Report in full each line of the records below that contains the string "center". Matching is case-sensitive.

- **Data provided**:

********

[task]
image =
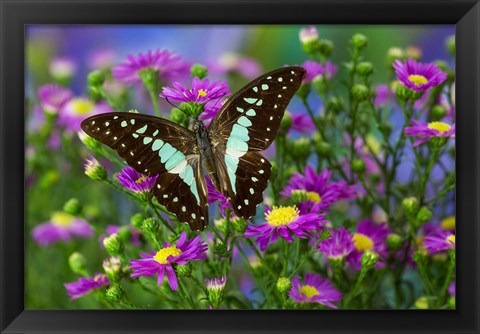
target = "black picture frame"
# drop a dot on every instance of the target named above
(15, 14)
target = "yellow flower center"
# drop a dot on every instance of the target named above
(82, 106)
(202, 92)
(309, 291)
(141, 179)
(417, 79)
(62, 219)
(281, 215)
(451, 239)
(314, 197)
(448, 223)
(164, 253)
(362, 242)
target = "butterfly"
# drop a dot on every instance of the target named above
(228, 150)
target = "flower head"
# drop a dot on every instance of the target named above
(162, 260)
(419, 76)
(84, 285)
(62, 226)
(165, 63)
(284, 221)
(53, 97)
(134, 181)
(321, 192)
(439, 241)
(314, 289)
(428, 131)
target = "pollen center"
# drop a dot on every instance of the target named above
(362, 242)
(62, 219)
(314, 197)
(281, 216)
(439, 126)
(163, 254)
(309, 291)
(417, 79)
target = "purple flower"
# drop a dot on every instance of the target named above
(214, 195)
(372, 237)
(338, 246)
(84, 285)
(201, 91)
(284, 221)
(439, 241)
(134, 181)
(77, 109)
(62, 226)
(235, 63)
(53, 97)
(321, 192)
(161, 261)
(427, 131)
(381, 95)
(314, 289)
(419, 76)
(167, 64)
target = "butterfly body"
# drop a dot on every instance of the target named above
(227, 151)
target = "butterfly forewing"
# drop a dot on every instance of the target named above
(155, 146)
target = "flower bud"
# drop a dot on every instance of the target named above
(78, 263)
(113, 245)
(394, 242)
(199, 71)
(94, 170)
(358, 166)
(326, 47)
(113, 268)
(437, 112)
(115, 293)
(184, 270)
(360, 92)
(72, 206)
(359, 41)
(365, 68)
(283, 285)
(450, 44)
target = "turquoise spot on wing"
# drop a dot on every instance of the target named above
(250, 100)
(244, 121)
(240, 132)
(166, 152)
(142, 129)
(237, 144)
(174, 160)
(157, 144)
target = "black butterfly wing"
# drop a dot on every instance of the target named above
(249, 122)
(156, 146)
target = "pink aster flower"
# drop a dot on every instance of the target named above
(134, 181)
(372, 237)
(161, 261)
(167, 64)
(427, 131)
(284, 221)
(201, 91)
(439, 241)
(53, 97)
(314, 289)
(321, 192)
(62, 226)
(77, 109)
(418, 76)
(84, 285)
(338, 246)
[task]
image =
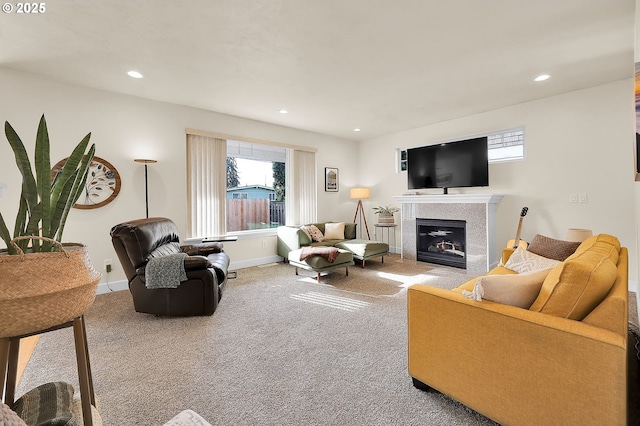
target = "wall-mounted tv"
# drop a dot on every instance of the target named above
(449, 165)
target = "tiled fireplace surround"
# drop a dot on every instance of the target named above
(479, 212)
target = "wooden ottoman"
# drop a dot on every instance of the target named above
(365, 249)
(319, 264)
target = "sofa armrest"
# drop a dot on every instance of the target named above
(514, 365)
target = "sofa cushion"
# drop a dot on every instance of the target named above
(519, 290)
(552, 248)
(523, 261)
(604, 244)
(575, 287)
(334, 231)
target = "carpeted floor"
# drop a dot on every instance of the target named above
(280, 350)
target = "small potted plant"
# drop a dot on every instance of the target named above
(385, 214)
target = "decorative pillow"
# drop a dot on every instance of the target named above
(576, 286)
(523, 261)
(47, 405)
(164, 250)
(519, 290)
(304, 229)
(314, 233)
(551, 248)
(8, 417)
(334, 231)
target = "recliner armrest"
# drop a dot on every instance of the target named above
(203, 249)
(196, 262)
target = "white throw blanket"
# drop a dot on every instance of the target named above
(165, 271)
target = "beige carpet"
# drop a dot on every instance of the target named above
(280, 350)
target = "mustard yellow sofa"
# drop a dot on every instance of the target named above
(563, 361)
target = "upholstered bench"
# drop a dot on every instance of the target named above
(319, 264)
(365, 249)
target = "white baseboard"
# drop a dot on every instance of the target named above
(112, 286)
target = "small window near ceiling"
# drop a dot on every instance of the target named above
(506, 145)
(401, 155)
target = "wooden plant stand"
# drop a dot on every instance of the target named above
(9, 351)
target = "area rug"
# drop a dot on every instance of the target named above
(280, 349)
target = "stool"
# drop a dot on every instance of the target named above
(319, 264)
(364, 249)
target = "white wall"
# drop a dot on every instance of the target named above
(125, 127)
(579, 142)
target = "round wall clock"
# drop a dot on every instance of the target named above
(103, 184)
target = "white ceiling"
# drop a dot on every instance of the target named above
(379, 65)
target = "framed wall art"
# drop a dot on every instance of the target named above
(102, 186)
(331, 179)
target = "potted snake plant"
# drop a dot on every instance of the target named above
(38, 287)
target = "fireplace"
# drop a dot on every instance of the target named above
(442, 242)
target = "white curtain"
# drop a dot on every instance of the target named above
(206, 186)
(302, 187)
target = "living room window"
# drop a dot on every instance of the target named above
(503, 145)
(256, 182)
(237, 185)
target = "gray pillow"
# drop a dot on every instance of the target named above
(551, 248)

********

- **Output for this task**:
target = "yellow flower center"
target = "pollen center"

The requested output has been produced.